# Exercise requirements
Give back the whole listing exactly as shown.

■ ■ ■ ■

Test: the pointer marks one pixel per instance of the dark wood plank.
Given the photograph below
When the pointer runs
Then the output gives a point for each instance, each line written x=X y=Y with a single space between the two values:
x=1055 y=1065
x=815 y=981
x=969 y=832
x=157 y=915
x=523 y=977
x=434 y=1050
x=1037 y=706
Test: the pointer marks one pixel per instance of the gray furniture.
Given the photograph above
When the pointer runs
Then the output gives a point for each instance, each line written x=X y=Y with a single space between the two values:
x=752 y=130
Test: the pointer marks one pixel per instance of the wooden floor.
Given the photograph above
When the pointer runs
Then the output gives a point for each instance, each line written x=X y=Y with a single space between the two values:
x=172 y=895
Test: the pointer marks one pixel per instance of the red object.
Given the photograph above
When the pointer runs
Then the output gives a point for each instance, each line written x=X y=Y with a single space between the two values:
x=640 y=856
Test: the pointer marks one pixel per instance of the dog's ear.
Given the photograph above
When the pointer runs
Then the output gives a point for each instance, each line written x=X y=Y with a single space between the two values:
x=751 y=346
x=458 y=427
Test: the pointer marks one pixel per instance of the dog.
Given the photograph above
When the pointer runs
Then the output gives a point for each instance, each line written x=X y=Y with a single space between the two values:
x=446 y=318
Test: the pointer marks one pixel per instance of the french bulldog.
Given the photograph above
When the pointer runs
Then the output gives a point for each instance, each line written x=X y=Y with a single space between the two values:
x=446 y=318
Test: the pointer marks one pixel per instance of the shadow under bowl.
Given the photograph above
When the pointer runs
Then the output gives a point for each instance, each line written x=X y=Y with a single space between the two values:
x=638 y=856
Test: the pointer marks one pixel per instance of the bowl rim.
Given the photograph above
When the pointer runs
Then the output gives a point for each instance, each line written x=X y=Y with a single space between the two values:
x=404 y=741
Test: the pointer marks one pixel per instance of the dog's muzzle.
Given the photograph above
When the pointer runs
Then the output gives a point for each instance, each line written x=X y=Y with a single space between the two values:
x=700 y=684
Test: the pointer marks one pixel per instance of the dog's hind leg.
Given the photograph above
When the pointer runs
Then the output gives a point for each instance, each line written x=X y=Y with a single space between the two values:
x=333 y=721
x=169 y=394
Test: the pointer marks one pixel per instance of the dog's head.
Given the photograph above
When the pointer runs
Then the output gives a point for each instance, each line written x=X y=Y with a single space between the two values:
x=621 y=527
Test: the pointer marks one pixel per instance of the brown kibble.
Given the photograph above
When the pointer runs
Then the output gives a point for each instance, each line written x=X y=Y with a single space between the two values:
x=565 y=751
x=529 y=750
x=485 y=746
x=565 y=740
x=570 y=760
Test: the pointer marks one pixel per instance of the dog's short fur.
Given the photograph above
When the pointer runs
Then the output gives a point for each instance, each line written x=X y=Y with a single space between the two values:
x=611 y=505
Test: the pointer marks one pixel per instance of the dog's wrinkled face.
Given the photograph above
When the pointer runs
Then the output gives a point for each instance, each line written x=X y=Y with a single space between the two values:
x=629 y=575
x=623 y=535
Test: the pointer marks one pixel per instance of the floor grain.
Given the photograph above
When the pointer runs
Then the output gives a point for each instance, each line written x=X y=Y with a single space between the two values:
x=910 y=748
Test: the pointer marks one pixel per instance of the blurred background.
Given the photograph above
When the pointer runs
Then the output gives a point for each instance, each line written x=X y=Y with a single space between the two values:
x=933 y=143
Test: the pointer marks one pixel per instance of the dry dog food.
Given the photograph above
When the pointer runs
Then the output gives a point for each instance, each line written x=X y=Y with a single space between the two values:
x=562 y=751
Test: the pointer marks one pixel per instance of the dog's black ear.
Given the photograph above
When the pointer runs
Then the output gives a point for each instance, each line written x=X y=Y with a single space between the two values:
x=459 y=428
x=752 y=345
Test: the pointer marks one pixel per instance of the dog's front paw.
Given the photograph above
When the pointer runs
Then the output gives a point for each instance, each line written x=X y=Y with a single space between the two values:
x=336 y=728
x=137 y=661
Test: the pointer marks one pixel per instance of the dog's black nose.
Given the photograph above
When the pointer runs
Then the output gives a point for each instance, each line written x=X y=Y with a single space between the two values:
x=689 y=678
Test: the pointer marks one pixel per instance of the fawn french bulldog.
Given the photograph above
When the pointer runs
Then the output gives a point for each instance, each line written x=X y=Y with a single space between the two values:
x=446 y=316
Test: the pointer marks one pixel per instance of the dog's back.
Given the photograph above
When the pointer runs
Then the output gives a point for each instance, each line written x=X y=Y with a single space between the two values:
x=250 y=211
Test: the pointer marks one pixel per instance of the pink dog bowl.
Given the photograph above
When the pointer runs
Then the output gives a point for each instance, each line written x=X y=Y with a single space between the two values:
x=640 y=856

■ ■ ■ ■

# Solution for this task
Test: the pointer marks one pixel per instance of the dark wood plank.
Given the photograph below
When the pointer runs
Then the output gives a point for each instance, each line written x=X y=Y with a single space between the two values:
x=1055 y=1065
x=815 y=981
x=969 y=832
x=157 y=915
x=523 y=977
x=434 y=1050
x=1037 y=706
Test: the pointer marks one pixel per instance of the gray furniture.
Given the photograph above
When the pointer runs
Then the output gives a point for each instance, each line written x=X y=Y with a single space between the two values:
x=752 y=130
Test: the pointer marks one pixel per instance of the wooden floor.
Given the photograph above
When the pointer runs
Then the output gives a point for each instance, each line written x=X y=Y with a single space between the two values:
x=172 y=895
Test: the pointer marks one pixel per instance of the red object.
Given the photograph above
When the pointer runs
Then the output gives a point for each instance, each line written x=X y=Y with a single space between the two values:
x=640 y=856
Test: the pointer marks one pixel per instance of the dog's ear.
Given the photograph above
When the pointer runs
Then the output gives a point for each instance, each line written x=X y=Y with a single space between the two values:
x=751 y=346
x=458 y=427
Test: the pointer marks one pixel per instance of the dog.
Given the photograph above
When the pointer runs
Then the output gives a point for each instance, each line written x=X y=Y with a single space between the two values:
x=446 y=318
Test: the pointer marks one pixel per instance of the french bulldog.
Given the photograph above
When the pointer runs
Then the output gives a point for each instance, each line written x=X y=Y with a single space between the two values:
x=446 y=318
Test: the pointer marks one pixel per instance of the shadow under bowl.
Given the photograph above
When the pointer runs
Then the output gives a point for each instance, each line written x=X y=Y with a single space between the two values:
x=638 y=856
Test: the pointer marks one pixel per instance of the bowl rim.
Given the photograph above
When the pointer runs
Then the output gives a point for each instance, each line written x=X y=Y with a single space between the two values:
x=404 y=741
Test: the pointer marks one pixel per instance of the dog's muzzle.
Given the photograph above
When the pointer runs
Then the output gives a point for each instance, each line written x=X y=Y with a single space between the two values:
x=700 y=684
Test: the pointer marks one pixel per instance of the dog's hind leg.
Given the photograph above
When the pointer runs
Then the output gives a point for each instance, each line written x=X y=Y with a single space between the two values:
x=333 y=721
x=169 y=394
Test: the pointer marks one pixel per instance of the dog's head.
Given the photograph above
When the pointer runs
Then the output gives a point for each instance, each line written x=X y=Y with a single space between the two values:
x=621 y=527
Test: the pointer marks one pixel per instance of the brown kibble.
Given the photograph above
When the pointer runs
Then the output gives a point for each instance, each line written x=X y=Y with a single space between the two values:
x=565 y=751
x=529 y=750
x=485 y=746
x=565 y=740
x=570 y=760
Test: the pointer marks one pixel per instance of the dog's short fur.
Given the photograph above
When the pointer runs
Then the output gives a point for each instance, each line written x=X y=Y with a single space between the two values:
x=611 y=505
Test: the pointer marks one pixel per instance of the dog's wrinkled face.
Given the photograph above
When the pointer runs
Then the output gives a point for each instance, each line written x=X y=Y with a single space between the two values:
x=629 y=575
x=623 y=535
Test: the pointer marks one pixel per instance of the floor grain.
Given the photograph above
When the pointer runs
Then the output gives a point for each instance, each line written x=X y=Y with a single space between the two values:
x=910 y=748
Test: the pointer marks one pixel per instance of the blurred background.
Given the photograph above
When the pointer runs
Then the output gives a point for each instance, each line written x=X y=Y with a single space between the two values:
x=933 y=143
Test: the pointer marks one pixel per instance of the dry dog food.
Given the photograph above
When the pointer runs
Then the output gives a point for each instance, each line written x=X y=Y with a single space between the two values:
x=562 y=751
Test: the pointer marks one pixel per instance of the dog's black ear.
Given the photograph above
When the pointer runs
Then the output gives a point for each instance, each line written x=X y=Y with a single space between the two values:
x=459 y=428
x=752 y=345
Test: the pointer marks one pixel per instance of the dog's front paw.
Given the photograph above
When the pointer runs
Then the output gives a point for each instance, each line written x=X y=Y with a single space between the two values:
x=336 y=728
x=137 y=661
Test: the pointer marks one pixel per instance of the dog's black nose.
Given the photograph above
When the pointer runs
Then the output gives a point for each instance, each line written x=X y=Y with a single space between the two values:
x=689 y=678
Test: the pointer marks one pixel per instance of the fawn french bulldog.
Given the photograph above
When the pointer runs
Then the output gives a point for each instance, each line written x=X y=Y with a single space between the two values:
x=446 y=316
Test: the pointer marks one pixel per instance of the dog's back.
Given the photograph above
When the pointer runs
Then the output gives a point for each instance, each line written x=X y=Y with a single space between the two values:
x=250 y=211
Test: the pointer marks one pixel per instance of the pink dog bowl.
Given the photograph above
When the pointer runs
Then the output gives a point for each instance, each line written x=X y=Y with a single space between the two values:
x=640 y=856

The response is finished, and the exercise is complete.